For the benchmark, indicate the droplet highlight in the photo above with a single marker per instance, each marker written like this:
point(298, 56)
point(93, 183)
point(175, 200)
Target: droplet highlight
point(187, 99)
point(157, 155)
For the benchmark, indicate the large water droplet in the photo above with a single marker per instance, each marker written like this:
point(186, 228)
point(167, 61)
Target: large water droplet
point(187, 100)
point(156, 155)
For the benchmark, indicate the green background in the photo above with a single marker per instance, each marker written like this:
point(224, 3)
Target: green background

**WHAT TO WORK ON:**
Copy the material above line for line, keeping every character unchanged.

**ANSWER TO THE PROBLEM:**
For the benchmark, indicate the droplet highlight in the photo above with a single marker per instance, each marker written like this:
point(298, 56)
point(93, 183)
point(175, 200)
Target: droplet highlight
point(187, 99)
point(157, 155)
For the benchmark, indicate the large water droplet in the photo above with a single marker per instance, each marker written like this:
point(186, 228)
point(167, 61)
Target: large water droplet
point(187, 100)
point(156, 155)
For the benchmark, indicate the green background in the photo above with a single marker per instance, each marker written like this:
point(224, 3)
Target: green background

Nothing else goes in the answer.